* TASK DESCRIPTION:
Can the data below be echoed back word for word?

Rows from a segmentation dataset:
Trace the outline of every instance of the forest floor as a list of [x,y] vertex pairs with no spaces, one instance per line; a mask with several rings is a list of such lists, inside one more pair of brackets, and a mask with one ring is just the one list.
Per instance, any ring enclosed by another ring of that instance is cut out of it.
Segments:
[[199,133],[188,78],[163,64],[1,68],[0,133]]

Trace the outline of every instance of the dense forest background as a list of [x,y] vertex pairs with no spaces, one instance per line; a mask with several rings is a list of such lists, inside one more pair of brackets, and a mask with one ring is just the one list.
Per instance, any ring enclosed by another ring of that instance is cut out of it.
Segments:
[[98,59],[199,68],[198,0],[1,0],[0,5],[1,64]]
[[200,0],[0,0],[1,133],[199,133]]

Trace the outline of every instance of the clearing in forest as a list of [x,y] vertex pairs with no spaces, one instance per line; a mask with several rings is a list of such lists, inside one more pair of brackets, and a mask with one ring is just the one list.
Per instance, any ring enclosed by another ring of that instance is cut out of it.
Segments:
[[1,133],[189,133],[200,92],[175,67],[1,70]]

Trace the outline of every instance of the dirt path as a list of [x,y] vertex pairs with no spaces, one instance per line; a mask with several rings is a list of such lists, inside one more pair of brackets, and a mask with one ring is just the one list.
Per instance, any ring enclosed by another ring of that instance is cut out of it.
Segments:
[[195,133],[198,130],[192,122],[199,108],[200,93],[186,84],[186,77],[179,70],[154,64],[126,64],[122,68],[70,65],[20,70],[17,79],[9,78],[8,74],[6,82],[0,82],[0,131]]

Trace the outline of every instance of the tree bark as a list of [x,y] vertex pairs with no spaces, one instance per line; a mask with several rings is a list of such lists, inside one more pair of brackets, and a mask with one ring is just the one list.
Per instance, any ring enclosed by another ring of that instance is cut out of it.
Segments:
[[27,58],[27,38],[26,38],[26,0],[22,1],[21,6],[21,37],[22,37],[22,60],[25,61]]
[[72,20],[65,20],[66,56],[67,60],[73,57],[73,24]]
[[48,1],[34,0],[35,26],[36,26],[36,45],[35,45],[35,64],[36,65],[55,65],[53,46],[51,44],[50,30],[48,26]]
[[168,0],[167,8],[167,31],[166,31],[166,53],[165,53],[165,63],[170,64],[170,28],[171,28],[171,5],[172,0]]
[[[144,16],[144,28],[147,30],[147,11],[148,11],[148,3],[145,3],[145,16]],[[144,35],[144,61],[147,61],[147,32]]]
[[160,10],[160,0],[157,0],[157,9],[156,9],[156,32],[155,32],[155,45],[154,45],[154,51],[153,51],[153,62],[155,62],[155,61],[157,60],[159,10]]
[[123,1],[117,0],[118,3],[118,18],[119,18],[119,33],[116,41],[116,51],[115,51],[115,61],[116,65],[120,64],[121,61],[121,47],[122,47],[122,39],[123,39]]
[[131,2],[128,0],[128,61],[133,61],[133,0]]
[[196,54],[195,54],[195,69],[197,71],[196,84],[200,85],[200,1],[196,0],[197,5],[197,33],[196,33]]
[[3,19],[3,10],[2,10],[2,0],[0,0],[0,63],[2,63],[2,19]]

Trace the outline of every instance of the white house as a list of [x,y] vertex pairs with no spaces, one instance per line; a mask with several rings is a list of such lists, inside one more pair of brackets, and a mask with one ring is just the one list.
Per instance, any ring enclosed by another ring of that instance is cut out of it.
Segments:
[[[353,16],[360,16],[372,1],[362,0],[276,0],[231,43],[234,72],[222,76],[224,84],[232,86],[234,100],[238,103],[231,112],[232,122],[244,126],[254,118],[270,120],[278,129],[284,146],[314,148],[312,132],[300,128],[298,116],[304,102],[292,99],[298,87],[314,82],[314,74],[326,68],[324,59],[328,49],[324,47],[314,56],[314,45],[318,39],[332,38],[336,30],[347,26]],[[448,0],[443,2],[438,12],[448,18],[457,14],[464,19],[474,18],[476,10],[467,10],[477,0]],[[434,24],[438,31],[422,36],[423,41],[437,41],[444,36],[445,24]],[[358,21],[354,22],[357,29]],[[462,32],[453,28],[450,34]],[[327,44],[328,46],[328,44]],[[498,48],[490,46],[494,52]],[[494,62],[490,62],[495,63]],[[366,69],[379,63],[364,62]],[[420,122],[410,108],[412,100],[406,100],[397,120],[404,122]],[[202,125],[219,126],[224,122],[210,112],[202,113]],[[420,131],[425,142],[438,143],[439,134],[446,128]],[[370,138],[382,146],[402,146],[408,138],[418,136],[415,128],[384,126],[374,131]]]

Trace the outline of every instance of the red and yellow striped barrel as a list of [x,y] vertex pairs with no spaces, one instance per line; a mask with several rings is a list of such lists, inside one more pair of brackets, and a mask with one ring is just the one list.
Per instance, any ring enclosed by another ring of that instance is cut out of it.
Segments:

* RESPONSE:
Trace the outline of every instance of the forest floor as a list of [x,y] vertex pairs with no spaces, one instance per line; a mask with several rings is a list of such lists, inside one more pair of brackets, and a mask with one ring is just the one list.
Per instance, any ring enclosed by another ring of that instance is cut out of it.
Segments:
[[199,133],[188,78],[163,64],[1,68],[0,133]]

Trace the outline of every instance of the dense forest background as a list of [x,y] vertex pairs with no spaces, one instance per line; a mask with several rings is a list of such lists, inside one more pair of brackets, and a mask with one ring is just the one list.
Per instance, any ring enclosed by another ring of that instance is cut out of it.
Segments:
[[98,59],[199,68],[198,0],[1,0],[0,5],[1,64]]
[[200,0],[0,0],[1,133],[199,133]]

Trace the outline of every instance of the clearing in forest as a list of [x,y] vertex pairs with no spaces, one instance per line; a mask with several rings is a list of such lists, inside one more pair of brackets, and a mask with one ring is just the one list.
Per instance, any ring enclosed by another ring of that instance is cut out of it.
Segments:
[[1,133],[189,133],[200,92],[175,67],[1,70]]

Trace the outline of every instance of the dirt path as a list of [x,y] vertex pairs with no spaces, one instance per line; a mask with several rings is a list of such lists, inside one more pair of brackets, and a mask with one ring is just the one list.
Per instance, any ring enclosed by another ring of that instance is cut out of it.
Segments:
[[195,133],[198,130],[192,122],[199,108],[200,93],[186,84],[186,77],[179,70],[154,64],[126,64],[122,68],[70,65],[20,70],[17,79],[9,78],[8,74],[6,82],[0,82],[0,131]]

Trace the outline of every instance of the tree bark as a list of [x,y] vertex pairs with no spaces, one instance per line; a mask with several rings is a list of such lists, inside one more pair of brackets, and a mask with one ring is just the one list.
Per instance, any ring enclosed by another ring of that instance is cut out of it.
Segments:
[[27,58],[27,38],[26,38],[26,0],[22,1],[21,6],[21,37],[22,37],[22,60],[25,61]]
[[72,20],[65,20],[66,56],[67,60],[73,57],[73,24]]
[[48,1],[34,0],[35,26],[36,26],[36,45],[35,45],[35,64],[36,65],[55,65],[53,46],[51,44],[50,30],[48,26]]
[[168,0],[167,8],[167,31],[166,31],[166,53],[165,53],[165,63],[170,64],[170,28],[171,28],[171,5],[172,0]]
[[[144,16],[144,28],[147,30],[147,11],[148,11],[148,3],[145,3],[145,16]],[[144,35],[144,61],[147,61],[147,32]]]
[[160,10],[160,0],[157,0],[157,9],[156,9],[156,32],[155,32],[155,45],[154,45],[154,51],[153,51],[153,62],[155,62],[155,61],[157,60],[159,10]]
[[123,1],[117,0],[118,3],[118,18],[119,18],[119,33],[116,41],[116,51],[115,51],[115,61],[116,65],[120,64],[121,61],[121,47],[122,47],[122,39],[123,39]]
[[131,2],[128,0],[128,61],[133,61],[133,0]]
[[196,54],[195,54],[195,69],[197,71],[196,84],[200,85],[200,1],[196,0],[197,5],[197,33],[196,33]]
[[3,19],[3,10],[2,10],[2,0],[0,0],[0,63],[2,63],[2,19]]

Trace the outline of every instance of the white house as a list of [x,y] vertex pairs with no spaces, one instance per line; a mask with several rings is a list of such lists, inside one more pair of brackets, and a mask with one ring is just the one list.
Per instance, any ring enclosed by another ring of that instance is cut out of it.
Segments:
[[[353,16],[360,16],[372,1],[362,0],[276,0],[231,43],[234,72],[222,76],[224,84],[232,86],[234,100],[238,103],[231,112],[232,122],[244,126],[254,118],[270,120],[278,129],[284,146],[314,148],[312,132],[300,128],[298,116],[304,102],[292,99],[298,87],[314,82],[314,74],[326,68],[324,59],[328,49],[324,47],[314,56],[314,45],[318,39],[332,38],[336,30],[347,26]],[[448,0],[443,2],[438,12],[448,18],[457,14],[464,19],[474,18],[476,10],[467,10],[477,0]],[[434,24],[438,31],[422,36],[423,41],[437,41],[444,36],[445,24]],[[358,21],[354,22],[357,29]],[[462,32],[453,28],[450,34]],[[327,44],[328,46],[328,44]],[[498,48],[490,46],[494,52]],[[494,62],[490,62],[495,63]],[[366,69],[379,63],[364,62]],[[420,122],[410,108],[412,100],[406,100],[397,120],[404,122]],[[202,125],[219,126],[224,122],[210,112],[202,113]],[[420,131],[425,142],[438,143],[439,134],[446,128]],[[370,138],[382,146],[402,146],[408,138],[418,136],[415,128],[384,126],[374,131]]]

Trace the outline of every instance of the red and yellow striped barrel as a list of [x,y] vertex pairs with no spaces, one instance per line; a mask with several rings is a list of such lists, inside one more pair of brackets, and a mask with one ring is just the one list.
Per instance, any ring enclosed by another ring of that instance is cut out of it.
Segments:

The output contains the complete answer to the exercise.